◆ RECORDED DATA ◆
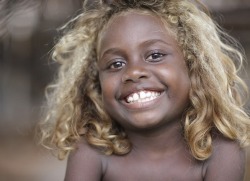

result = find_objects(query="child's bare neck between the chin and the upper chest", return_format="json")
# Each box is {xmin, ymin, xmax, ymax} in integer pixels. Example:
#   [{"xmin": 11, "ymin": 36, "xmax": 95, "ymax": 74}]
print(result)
[{"xmin": 127, "ymin": 121, "xmax": 185, "ymax": 156}]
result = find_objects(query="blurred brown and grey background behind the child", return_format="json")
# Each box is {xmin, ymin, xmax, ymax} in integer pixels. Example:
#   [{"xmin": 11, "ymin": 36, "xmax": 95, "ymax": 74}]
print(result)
[{"xmin": 0, "ymin": 0, "xmax": 250, "ymax": 181}]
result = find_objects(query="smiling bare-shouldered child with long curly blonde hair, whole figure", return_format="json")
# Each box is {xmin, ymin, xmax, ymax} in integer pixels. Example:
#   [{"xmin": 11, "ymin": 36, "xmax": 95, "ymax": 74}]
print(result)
[{"xmin": 40, "ymin": 0, "xmax": 250, "ymax": 181}]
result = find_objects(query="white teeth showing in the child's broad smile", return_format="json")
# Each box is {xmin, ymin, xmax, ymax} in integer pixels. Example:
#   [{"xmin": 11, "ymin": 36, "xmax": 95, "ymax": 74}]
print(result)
[{"xmin": 125, "ymin": 90, "xmax": 161, "ymax": 104}]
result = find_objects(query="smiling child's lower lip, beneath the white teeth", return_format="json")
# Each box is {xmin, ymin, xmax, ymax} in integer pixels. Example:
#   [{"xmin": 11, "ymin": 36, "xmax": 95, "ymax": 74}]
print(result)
[{"xmin": 122, "ymin": 92, "xmax": 164, "ymax": 111}]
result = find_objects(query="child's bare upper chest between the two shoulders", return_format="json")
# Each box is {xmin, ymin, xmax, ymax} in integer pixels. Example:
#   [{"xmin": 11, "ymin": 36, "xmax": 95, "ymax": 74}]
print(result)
[{"xmin": 102, "ymin": 155, "xmax": 203, "ymax": 181}]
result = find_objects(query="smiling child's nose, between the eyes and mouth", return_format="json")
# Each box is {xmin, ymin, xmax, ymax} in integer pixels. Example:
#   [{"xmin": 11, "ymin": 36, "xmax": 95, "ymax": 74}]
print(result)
[{"xmin": 122, "ymin": 63, "xmax": 150, "ymax": 83}]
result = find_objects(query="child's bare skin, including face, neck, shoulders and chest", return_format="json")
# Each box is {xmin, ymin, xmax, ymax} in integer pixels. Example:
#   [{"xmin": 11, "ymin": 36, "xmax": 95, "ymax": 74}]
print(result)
[{"xmin": 65, "ymin": 12, "xmax": 245, "ymax": 181}]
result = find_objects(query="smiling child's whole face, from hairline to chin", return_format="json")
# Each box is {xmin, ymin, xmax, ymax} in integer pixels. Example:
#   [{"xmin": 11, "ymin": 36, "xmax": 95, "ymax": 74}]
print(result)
[{"xmin": 98, "ymin": 12, "xmax": 190, "ymax": 130}]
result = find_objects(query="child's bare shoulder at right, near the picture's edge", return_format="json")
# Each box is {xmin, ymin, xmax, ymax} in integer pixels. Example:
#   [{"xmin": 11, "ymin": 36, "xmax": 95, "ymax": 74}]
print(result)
[{"xmin": 204, "ymin": 136, "xmax": 246, "ymax": 181}]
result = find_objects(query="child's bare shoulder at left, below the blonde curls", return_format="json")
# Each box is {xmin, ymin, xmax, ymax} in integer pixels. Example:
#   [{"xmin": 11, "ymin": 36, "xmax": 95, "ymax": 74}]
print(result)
[{"xmin": 65, "ymin": 140, "xmax": 103, "ymax": 181}]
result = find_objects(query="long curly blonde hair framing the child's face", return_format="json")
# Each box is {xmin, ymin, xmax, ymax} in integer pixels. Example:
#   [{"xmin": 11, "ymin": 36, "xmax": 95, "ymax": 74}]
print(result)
[{"xmin": 39, "ymin": 0, "xmax": 250, "ymax": 160}]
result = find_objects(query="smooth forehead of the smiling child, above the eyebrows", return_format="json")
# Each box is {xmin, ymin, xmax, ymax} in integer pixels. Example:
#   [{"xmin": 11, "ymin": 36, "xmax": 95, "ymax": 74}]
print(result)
[{"xmin": 98, "ymin": 11, "xmax": 177, "ymax": 53}]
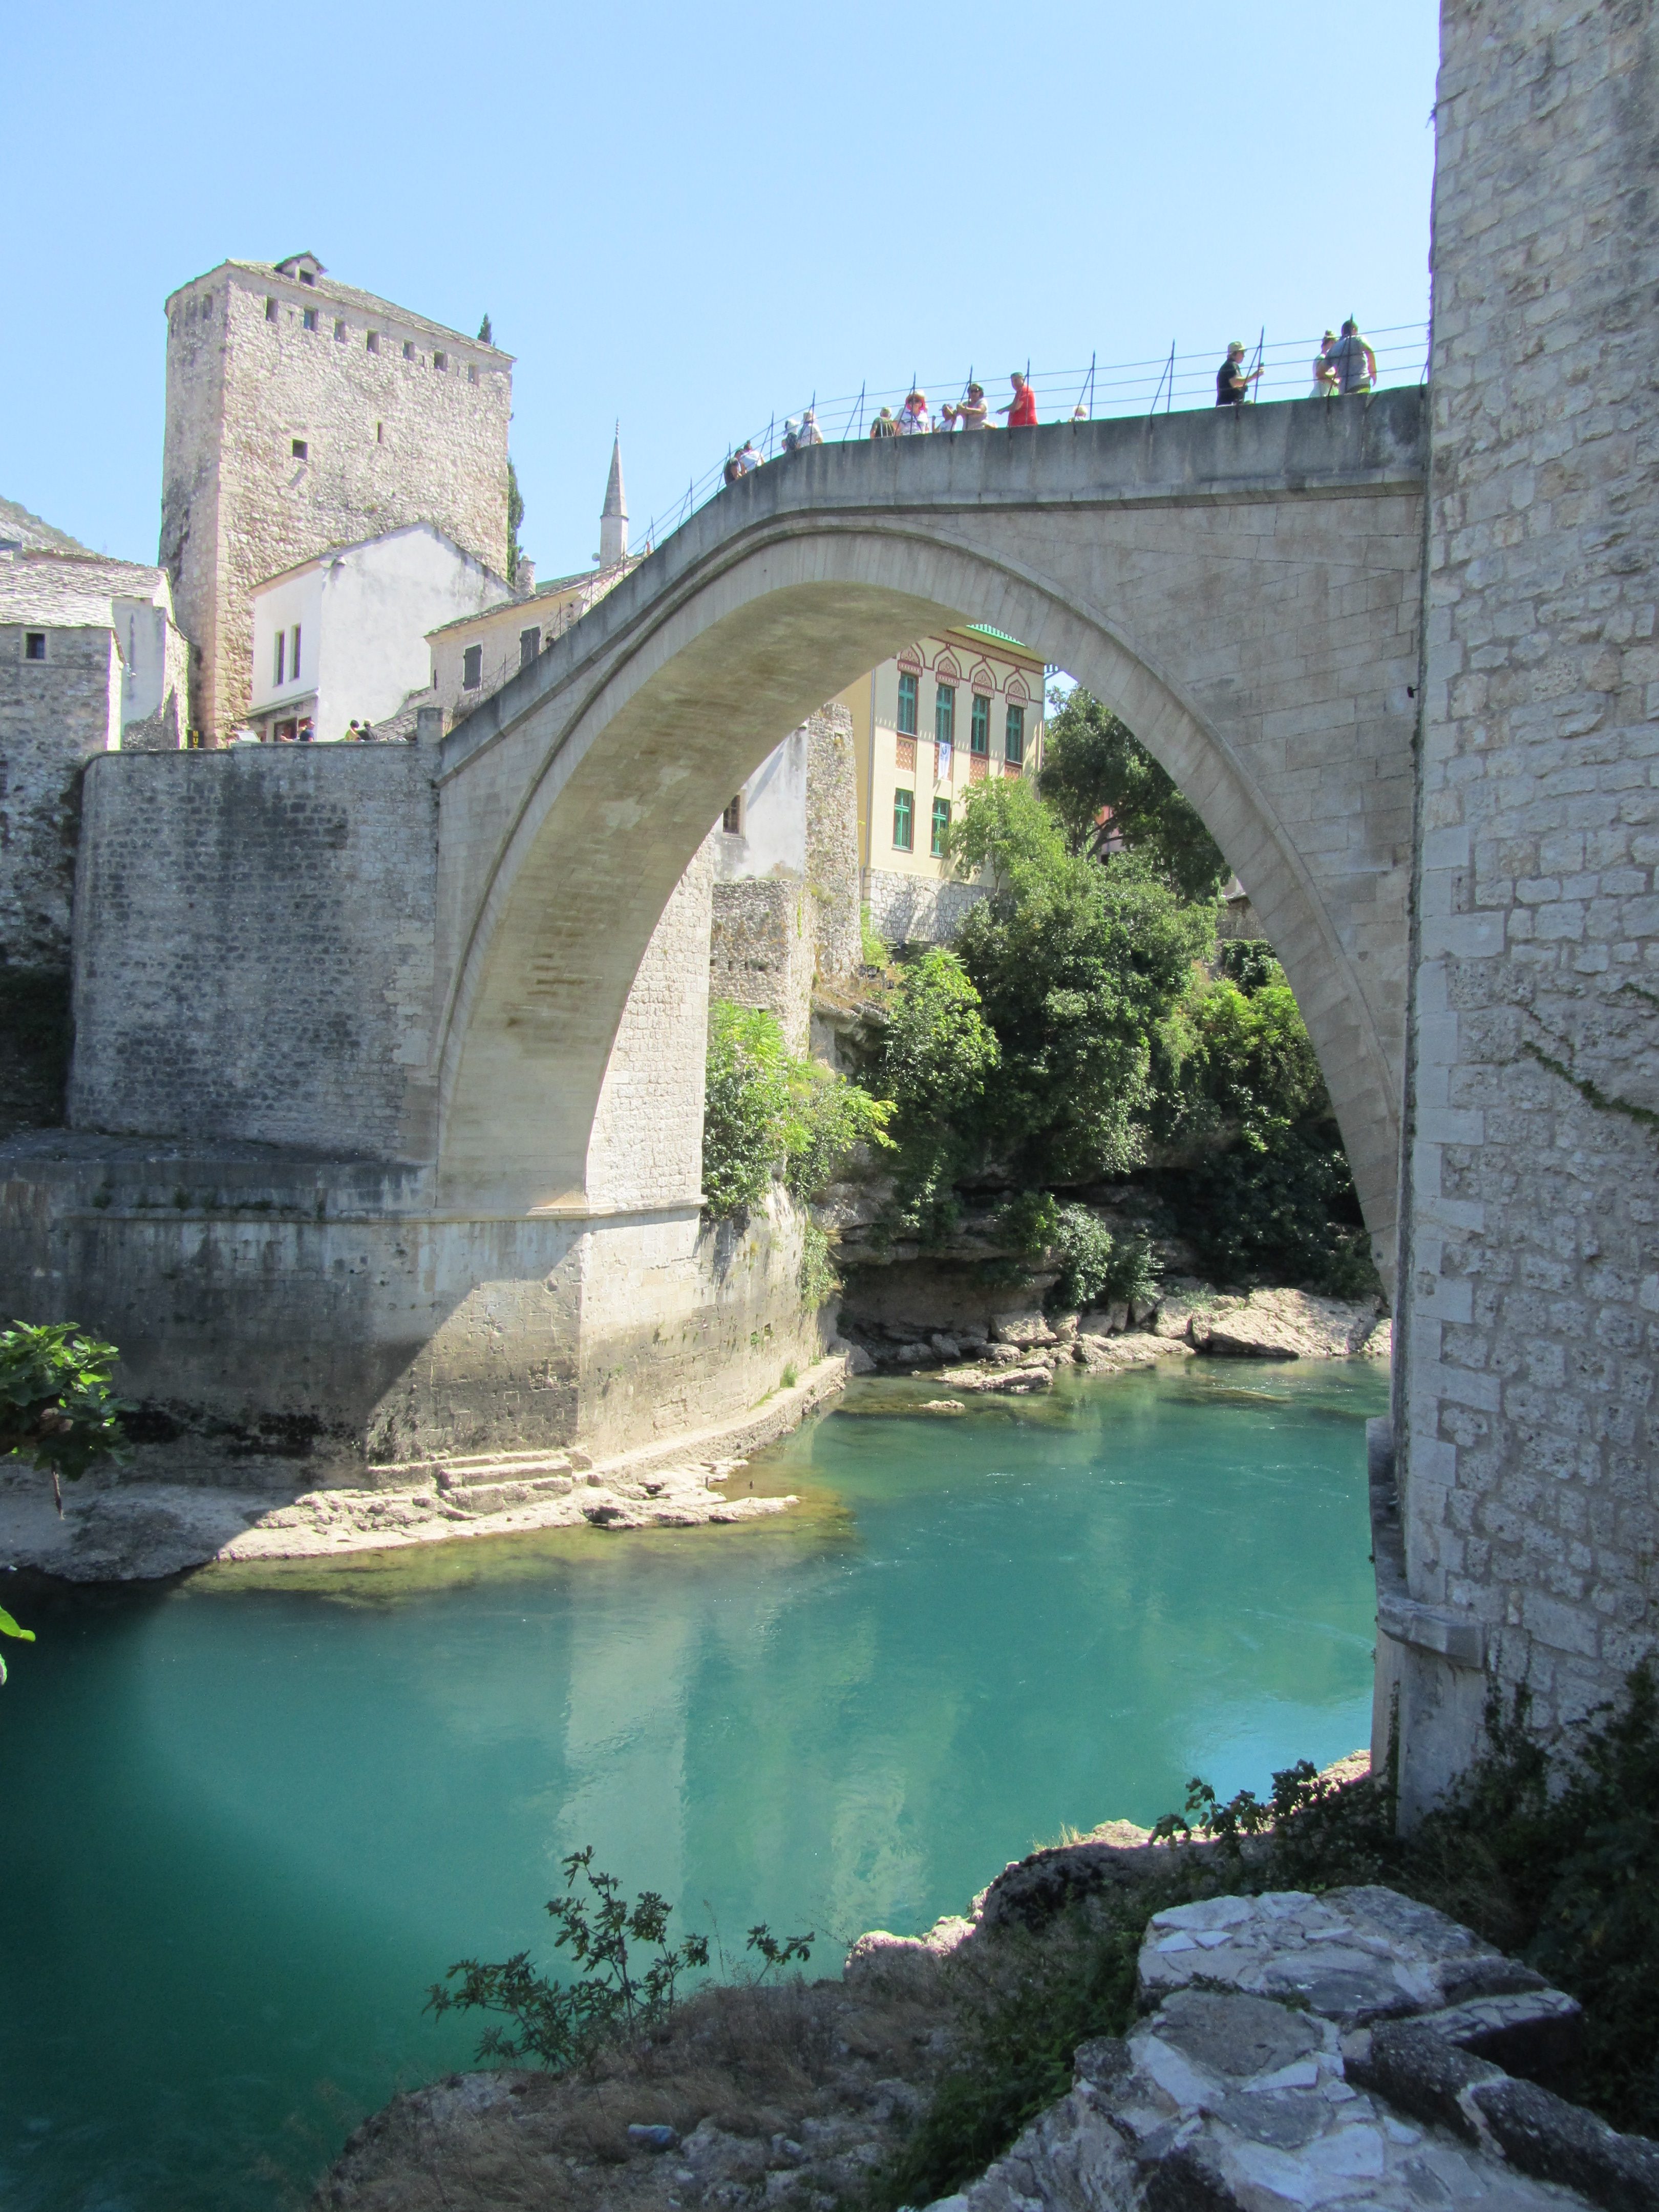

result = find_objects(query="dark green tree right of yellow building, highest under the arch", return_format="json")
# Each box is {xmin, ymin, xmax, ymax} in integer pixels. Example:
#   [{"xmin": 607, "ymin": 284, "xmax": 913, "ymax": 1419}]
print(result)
[{"xmin": 1037, "ymin": 688, "xmax": 1228, "ymax": 900}]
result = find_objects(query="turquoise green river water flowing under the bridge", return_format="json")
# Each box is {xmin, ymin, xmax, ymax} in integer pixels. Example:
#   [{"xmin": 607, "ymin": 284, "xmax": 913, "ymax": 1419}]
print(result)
[{"xmin": 0, "ymin": 1360, "xmax": 1385, "ymax": 2212}]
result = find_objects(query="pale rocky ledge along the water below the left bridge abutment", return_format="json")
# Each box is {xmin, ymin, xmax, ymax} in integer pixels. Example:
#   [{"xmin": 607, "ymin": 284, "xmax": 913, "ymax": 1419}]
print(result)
[{"xmin": 0, "ymin": 1354, "xmax": 847, "ymax": 1582}]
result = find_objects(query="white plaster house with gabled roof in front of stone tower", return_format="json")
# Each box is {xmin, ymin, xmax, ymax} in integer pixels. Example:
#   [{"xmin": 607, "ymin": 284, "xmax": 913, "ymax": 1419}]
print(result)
[{"xmin": 250, "ymin": 522, "xmax": 513, "ymax": 743}]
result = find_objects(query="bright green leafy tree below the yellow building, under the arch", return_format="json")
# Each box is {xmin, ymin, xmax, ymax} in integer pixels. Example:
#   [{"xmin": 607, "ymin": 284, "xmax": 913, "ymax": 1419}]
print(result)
[{"xmin": 951, "ymin": 781, "xmax": 1215, "ymax": 1186}]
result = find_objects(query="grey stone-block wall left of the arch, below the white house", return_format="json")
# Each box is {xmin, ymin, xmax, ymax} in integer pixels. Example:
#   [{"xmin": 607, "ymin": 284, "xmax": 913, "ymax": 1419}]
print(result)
[{"xmin": 69, "ymin": 746, "xmax": 438, "ymax": 1159}]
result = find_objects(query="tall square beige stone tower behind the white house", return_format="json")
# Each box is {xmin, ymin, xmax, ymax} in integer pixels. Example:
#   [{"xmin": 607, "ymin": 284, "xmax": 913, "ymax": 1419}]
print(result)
[{"xmin": 161, "ymin": 254, "xmax": 517, "ymax": 746}]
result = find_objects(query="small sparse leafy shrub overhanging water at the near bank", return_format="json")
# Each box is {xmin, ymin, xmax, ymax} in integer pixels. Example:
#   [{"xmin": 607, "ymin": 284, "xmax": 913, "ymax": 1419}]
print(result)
[{"xmin": 424, "ymin": 1845, "xmax": 816, "ymax": 2073}]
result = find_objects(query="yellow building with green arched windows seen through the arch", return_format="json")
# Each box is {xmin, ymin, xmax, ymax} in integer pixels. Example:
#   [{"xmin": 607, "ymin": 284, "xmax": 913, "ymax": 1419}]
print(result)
[{"xmin": 836, "ymin": 624, "xmax": 1044, "ymax": 942}]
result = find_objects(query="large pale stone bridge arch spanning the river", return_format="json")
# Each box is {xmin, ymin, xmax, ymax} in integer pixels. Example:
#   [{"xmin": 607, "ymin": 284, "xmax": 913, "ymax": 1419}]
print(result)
[{"xmin": 438, "ymin": 394, "xmax": 1420, "ymax": 1261}]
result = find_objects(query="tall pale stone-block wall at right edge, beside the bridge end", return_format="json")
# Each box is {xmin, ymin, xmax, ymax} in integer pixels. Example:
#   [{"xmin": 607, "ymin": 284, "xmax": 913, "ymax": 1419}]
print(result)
[{"xmin": 1389, "ymin": 0, "xmax": 1659, "ymax": 1800}]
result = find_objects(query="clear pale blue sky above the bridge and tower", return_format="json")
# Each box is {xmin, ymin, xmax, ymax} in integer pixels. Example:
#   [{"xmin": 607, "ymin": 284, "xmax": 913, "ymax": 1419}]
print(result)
[{"xmin": 0, "ymin": 0, "xmax": 1436, "ymax": 575}]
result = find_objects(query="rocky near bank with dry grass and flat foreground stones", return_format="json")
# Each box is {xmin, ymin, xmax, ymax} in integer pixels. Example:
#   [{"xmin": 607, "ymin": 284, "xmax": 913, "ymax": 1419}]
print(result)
[{"xmin": 314, "ymin": 1756, "xmax": 1659, "ymax": 2212}]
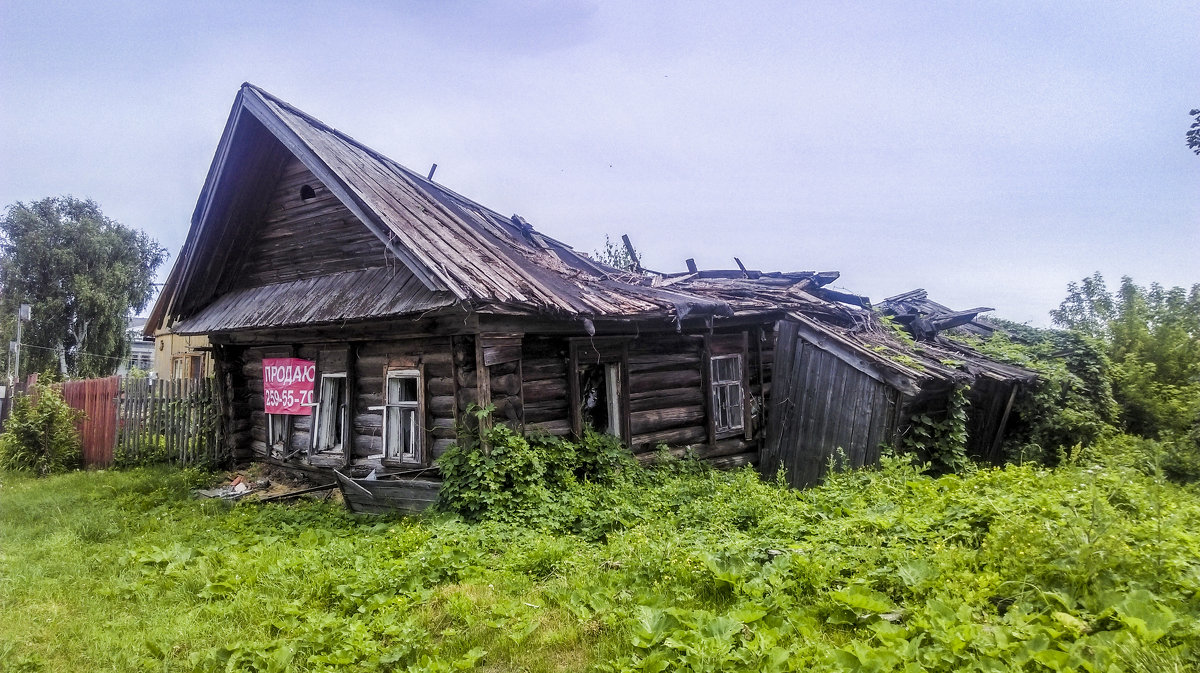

◆ EXERCISE INSTRUCTIONS ◆
The response must give every line from the material above that holds the string "bridge".

◆ OUTPUT OF THE TASK ◆
result = find_objects(query="turquoise green river water flowing under the bridge", return_format="json")
result = find_objects(query="pale rocky ledge along the water below the left bridge abutment", return_format="json")
result = find_objects(query="large pale stone bridge arch spanning the river", return_format="json")
result = find_objects(query="tall pale stone-block wall at right edge, beside the bridge end", return_format="json")
result = find_objects(query="clear pale blue sky above the bridge and tower", return_format="json")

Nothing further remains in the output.